» **Extracted records**

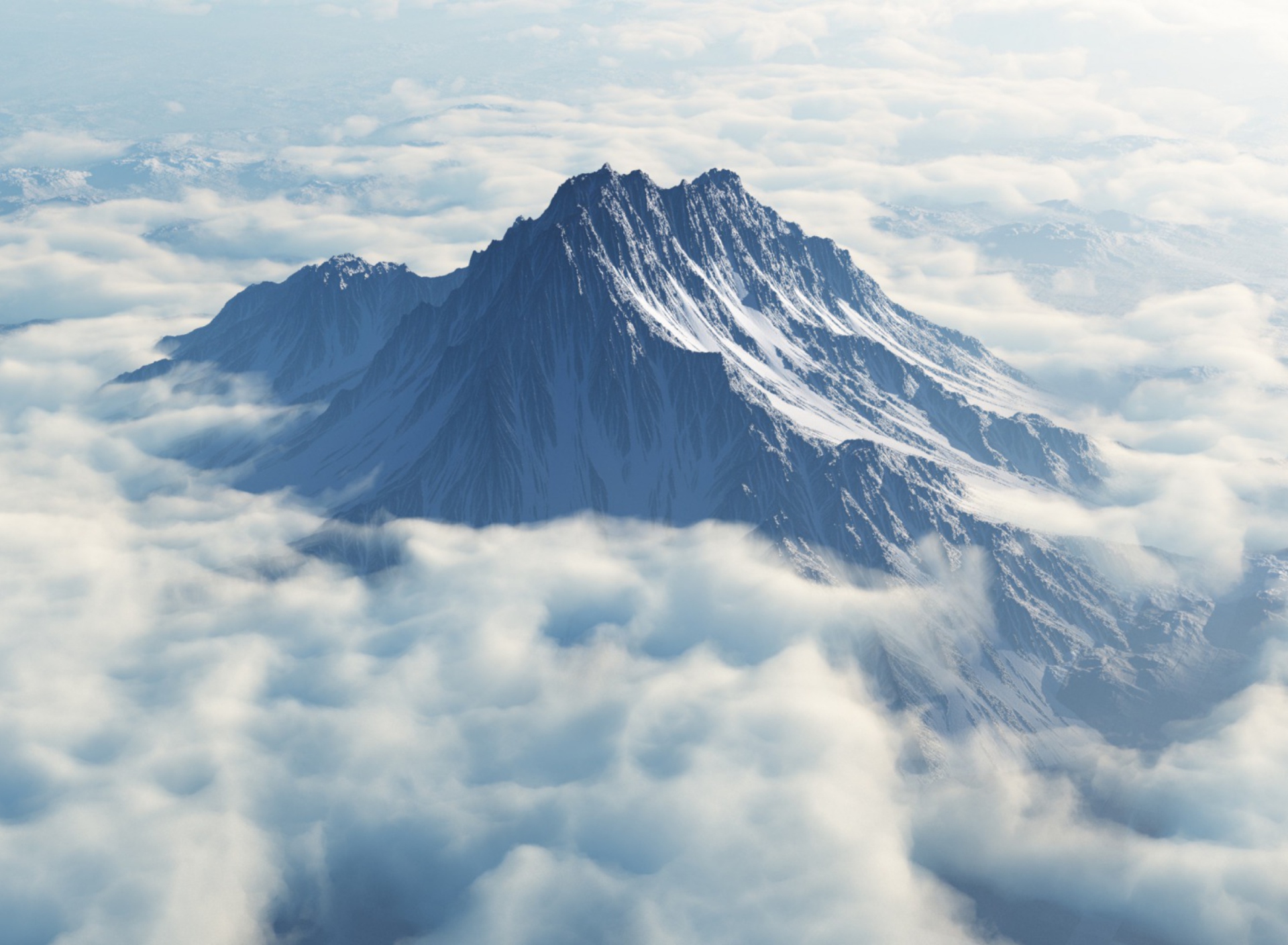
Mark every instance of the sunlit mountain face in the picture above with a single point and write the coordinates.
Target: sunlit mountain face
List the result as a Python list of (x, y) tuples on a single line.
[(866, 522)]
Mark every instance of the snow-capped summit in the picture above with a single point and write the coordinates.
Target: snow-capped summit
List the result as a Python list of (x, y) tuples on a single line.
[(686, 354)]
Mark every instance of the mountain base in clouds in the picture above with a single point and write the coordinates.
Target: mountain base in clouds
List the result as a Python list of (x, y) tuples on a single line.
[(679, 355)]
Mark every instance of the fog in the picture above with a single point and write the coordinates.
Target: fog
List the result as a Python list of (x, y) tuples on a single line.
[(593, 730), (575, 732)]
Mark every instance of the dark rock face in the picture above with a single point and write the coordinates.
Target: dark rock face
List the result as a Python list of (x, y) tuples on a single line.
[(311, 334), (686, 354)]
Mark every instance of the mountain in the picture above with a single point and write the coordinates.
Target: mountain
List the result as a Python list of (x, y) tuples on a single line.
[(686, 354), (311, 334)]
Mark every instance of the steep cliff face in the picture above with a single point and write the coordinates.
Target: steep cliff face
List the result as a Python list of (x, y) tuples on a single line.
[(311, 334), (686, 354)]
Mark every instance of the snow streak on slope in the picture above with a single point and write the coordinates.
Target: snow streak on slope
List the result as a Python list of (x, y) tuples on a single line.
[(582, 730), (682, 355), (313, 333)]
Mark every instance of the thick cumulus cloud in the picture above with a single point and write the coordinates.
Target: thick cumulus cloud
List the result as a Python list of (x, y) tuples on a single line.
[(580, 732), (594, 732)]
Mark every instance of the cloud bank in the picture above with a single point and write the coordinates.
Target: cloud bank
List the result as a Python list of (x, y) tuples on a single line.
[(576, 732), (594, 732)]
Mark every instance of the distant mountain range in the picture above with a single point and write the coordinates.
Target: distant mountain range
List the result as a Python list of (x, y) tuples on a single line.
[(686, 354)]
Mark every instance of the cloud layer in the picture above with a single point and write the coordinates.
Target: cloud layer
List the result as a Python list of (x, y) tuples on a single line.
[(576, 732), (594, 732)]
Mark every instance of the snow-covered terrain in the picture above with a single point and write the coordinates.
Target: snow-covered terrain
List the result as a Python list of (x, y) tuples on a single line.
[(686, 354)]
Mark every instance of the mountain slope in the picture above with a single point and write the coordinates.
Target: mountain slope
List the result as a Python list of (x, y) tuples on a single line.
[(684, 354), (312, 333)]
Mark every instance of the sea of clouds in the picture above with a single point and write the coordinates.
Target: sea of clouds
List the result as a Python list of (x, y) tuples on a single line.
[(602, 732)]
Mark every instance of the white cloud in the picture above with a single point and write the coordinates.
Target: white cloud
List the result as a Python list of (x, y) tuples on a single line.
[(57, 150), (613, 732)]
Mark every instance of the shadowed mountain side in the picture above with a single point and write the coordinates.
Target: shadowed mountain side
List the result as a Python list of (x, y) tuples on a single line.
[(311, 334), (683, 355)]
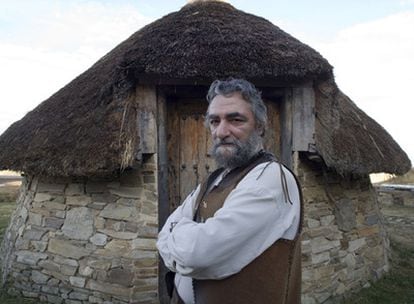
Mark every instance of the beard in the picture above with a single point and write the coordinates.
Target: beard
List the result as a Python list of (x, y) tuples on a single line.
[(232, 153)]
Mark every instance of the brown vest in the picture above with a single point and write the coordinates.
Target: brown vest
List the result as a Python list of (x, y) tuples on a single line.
...
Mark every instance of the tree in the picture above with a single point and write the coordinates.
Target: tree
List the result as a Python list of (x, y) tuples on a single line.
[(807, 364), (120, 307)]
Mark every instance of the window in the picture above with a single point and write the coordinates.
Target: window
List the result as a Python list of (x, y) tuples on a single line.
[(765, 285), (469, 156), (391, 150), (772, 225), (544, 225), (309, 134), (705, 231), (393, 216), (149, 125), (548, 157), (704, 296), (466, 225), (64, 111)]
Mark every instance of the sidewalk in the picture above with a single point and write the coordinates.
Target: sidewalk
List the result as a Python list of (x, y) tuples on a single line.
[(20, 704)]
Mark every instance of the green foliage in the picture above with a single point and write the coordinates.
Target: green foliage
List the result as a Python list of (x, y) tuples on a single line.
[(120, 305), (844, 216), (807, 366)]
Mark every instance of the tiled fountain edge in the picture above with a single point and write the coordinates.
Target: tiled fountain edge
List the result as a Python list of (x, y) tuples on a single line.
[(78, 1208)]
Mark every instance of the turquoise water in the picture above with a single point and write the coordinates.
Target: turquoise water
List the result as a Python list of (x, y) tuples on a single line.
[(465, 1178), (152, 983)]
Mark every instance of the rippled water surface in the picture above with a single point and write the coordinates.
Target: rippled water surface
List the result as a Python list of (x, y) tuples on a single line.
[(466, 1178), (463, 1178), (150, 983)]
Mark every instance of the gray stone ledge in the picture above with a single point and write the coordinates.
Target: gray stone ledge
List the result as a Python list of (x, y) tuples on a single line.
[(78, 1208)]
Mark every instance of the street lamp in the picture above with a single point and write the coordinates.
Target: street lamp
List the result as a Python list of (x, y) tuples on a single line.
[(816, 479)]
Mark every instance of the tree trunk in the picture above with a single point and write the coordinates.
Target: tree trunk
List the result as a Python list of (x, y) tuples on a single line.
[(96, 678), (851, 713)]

» **Assignment**
Report only the number of lines in the data above that contain "clouds".

» **Solved problem**
4